## Task directions
Starting with the line containing "Please locate the helmet" and going on through the end of the material, write out every line again, not only the answers, and move each coordinate in the answers by adding 11 to every number.

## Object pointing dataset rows
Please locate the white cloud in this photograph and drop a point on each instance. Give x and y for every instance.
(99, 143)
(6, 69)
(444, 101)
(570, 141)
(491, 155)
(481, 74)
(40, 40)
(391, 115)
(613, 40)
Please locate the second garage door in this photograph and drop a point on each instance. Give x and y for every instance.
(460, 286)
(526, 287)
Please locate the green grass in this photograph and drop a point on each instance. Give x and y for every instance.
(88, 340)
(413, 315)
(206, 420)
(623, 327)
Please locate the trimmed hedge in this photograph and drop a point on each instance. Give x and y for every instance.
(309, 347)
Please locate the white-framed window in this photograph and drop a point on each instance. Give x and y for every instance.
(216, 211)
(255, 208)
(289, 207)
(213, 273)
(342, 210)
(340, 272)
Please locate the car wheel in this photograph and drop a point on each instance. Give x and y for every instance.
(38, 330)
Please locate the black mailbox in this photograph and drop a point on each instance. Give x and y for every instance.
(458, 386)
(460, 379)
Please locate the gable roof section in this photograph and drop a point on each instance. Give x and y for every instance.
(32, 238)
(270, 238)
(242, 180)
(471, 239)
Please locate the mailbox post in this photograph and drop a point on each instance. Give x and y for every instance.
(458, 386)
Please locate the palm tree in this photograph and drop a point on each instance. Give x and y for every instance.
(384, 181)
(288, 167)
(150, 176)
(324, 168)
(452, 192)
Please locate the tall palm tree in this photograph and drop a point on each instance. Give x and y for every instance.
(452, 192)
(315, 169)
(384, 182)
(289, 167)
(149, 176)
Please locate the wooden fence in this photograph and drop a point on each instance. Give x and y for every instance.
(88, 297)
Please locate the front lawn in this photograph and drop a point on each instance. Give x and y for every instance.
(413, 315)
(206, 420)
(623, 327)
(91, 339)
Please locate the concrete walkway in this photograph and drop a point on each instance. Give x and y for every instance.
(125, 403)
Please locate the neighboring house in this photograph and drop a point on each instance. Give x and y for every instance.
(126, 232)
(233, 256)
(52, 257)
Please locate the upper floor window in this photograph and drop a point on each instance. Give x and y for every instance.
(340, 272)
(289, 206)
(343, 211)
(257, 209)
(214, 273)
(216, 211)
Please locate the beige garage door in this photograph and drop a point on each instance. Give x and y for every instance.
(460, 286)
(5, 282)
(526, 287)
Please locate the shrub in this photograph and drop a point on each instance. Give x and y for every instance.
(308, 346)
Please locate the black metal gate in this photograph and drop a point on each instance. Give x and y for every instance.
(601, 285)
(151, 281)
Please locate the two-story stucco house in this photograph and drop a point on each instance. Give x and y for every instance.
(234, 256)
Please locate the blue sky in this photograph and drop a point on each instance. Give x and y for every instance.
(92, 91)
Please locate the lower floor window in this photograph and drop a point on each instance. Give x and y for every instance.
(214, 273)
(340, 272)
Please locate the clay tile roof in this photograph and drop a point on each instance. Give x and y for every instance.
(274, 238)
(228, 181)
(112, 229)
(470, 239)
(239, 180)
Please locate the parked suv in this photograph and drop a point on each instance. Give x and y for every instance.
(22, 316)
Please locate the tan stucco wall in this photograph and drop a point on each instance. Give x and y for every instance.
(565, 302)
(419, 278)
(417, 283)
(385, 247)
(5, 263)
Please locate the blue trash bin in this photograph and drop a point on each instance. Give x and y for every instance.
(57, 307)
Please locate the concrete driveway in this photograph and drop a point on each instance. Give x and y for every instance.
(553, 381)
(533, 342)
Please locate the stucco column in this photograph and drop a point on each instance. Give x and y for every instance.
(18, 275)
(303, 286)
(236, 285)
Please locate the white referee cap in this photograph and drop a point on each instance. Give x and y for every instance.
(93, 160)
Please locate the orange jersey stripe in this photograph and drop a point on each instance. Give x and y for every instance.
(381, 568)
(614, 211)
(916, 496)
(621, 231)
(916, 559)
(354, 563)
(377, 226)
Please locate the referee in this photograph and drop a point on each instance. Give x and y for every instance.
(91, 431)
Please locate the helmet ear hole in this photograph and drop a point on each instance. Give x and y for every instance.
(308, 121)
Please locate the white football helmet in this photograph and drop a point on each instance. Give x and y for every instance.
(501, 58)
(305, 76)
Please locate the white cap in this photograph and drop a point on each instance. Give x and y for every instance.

## Task response
Please locate the helmet ear hole in this photograph and drop a point on each instance. Give x and y for every instance.
(319, 132)
Please locate the white football helmet in this photograph and drop a point on each instance. Give x and y for every instance.
(512, 69)
(316, 87)
Please locate the white cap in this photograph and drop a point on each instance. Give x and y for every instance.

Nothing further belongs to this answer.